> [DIRECTIONS]:
1) Reproduce the passage of the message on first-party and third-party tests from "In 2009, we" to "through these definitions.".
2) In the message on first-party and third-party tests, what average number of affiliates is reported for the large web companies examined?
3) Write what comes next in the message on first-party and third-party tests, beginning after its final sentence.

> [SUPPLIED PASSAGE]:

Re: Summary of First Party vs. Third Party Tests

FWIW

In 2009, we looked into this issue somewhat in 2009 and found that many
large web companies can have as many as 2000 'affiliates' based on the GLB
definition <http://www.sec.gov/rules/final/34-42974.htm#P84_20157> (average
was 297).  Summary here <http://knowprivacy.org/affiliates.html> and full
report <http://knowprivacy.org/full_report.html>. Additionally, the privacy
policies of most of these sites stated that they shared data with
affiliates<http://knowprivacy.org/images/policies_large.jpg> but
they did not share data with 3rd parties.

I think one issue here is that most consumers would not immediately
comprehend this technical distinction and would potentially consider a
company like Fox separate from say the social network, Myspace.

Perhaps something to consider as we work through these definitions.

> [DATA EXTRACT]:
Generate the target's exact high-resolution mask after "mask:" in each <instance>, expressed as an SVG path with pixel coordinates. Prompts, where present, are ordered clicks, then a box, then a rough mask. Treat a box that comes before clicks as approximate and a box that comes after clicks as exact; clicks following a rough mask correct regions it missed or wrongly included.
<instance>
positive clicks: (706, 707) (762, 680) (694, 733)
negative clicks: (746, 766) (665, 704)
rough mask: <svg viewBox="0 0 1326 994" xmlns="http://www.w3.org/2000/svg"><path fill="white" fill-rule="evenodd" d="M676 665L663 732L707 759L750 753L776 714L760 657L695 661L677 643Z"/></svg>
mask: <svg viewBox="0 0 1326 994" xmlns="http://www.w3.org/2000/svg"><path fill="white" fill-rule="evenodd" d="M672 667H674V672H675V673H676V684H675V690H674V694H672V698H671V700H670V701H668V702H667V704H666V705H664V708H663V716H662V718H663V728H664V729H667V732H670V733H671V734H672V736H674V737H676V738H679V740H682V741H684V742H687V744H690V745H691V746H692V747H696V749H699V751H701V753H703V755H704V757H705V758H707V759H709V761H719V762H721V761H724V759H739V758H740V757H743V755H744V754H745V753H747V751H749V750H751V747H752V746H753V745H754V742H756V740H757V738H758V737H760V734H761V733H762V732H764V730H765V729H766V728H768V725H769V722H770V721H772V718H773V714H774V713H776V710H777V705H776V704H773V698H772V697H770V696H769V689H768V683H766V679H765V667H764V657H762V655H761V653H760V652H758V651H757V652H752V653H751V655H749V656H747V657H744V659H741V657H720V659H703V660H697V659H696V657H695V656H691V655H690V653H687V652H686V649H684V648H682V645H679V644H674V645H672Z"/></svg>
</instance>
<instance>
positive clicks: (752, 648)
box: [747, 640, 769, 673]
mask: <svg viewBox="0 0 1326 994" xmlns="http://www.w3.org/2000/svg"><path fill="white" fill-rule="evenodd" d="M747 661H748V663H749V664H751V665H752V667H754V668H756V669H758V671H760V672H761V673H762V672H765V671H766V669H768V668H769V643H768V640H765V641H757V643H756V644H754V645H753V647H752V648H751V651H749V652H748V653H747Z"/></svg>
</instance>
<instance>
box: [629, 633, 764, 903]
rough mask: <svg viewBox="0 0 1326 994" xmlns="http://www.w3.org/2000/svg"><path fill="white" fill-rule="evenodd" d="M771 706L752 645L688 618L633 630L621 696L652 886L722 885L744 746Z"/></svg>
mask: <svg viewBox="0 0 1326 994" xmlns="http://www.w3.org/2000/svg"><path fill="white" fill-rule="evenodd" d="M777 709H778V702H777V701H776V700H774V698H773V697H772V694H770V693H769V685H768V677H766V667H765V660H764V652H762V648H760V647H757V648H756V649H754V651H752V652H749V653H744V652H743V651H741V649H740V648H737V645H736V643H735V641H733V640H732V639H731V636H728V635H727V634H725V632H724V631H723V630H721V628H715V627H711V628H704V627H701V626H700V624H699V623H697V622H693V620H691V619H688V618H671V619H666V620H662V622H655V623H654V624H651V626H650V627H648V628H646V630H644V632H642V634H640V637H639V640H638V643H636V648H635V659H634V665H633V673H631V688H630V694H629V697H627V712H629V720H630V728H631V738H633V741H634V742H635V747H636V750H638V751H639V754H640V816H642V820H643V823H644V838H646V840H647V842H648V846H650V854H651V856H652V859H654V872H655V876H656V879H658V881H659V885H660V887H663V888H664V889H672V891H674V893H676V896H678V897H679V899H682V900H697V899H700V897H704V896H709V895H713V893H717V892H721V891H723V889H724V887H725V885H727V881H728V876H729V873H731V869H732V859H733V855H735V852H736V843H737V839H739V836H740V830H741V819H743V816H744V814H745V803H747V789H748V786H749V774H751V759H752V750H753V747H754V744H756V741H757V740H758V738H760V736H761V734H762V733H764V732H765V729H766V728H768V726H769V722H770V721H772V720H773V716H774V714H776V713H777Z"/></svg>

> [ACTIVITY ANSWERS]:
1)
In 2009, we looked into this issue somewhat in 2009 and found that many
large web companies can have as many as 2000 'affiliates' based on the GLB
definition <http://www.sec.gov/rules/final/34-42974.htm#P84_20157> (average
was 297).  Summary here <http://knowprivacy.org/affiliates.html> and full
report <http://knowprivacy.org/full_report.html>. Additionally, the privacy
policies of most of these sites stated that they shared data with
affiliates<http://knowprivacy.org/images/policies_large.jpg> but
they did not share data with 3rd parties.

I think one issue here is that most consumers would not immediately
comprehend this technical distinction and would potentially consider a
company like Fox separate from say the social network, Myspace.

Perhaps something to consider as we work through these definitions.

2) The average was 297 affiliates.

3)
-a



On Sun, Oct 30, 2011 at 6:37 AM, Mike Zaneis <mike@iab.net> wrote:

> Jonathan, this is a very helpful discussion, providing the scenarios and
> possible real examples. My only comment is that I believe your second
> possible definition - legal business relationships - is overly broad. The
> corporate ownership factor is correct, but I don't think most/anyone would
> argue that a contract with a non-related company would make that company a
> first party (it could make them an agent of the first party if the data is
> only used for the benefit of the first party, but that is a different
> discussion). Most U.S. laws treat legal "affiliates", companies with some
> common ownership, as first parties (i.e. ESPN and ABC are treated as first
> party to the parent company Disney). I think that is the more useful straw
> man to use for this discussion.
>
> Mike Zaneis
> SVP & General Counsel, IAB
> (202) 253-1466
>
> On Oct 29, 2011, at 1:11 AM, "Jonathan Mayer" <jmayer@stanford.edu> wrote:
>
> > (ACTION-25)
> >
> > As I understand it, there are four camps on how to distinguish between
> first parties and third parties.
> >
> > 1) Domain names (e.g. public suffix + 1).
> >
> > 2) Legal business relationships (e.g. corporate ownership + affiliates).
> >
> > 3) Branding.
> >
> > 4) User expectations.
> >
> > Here are some examples that show the boundaries of these definitions.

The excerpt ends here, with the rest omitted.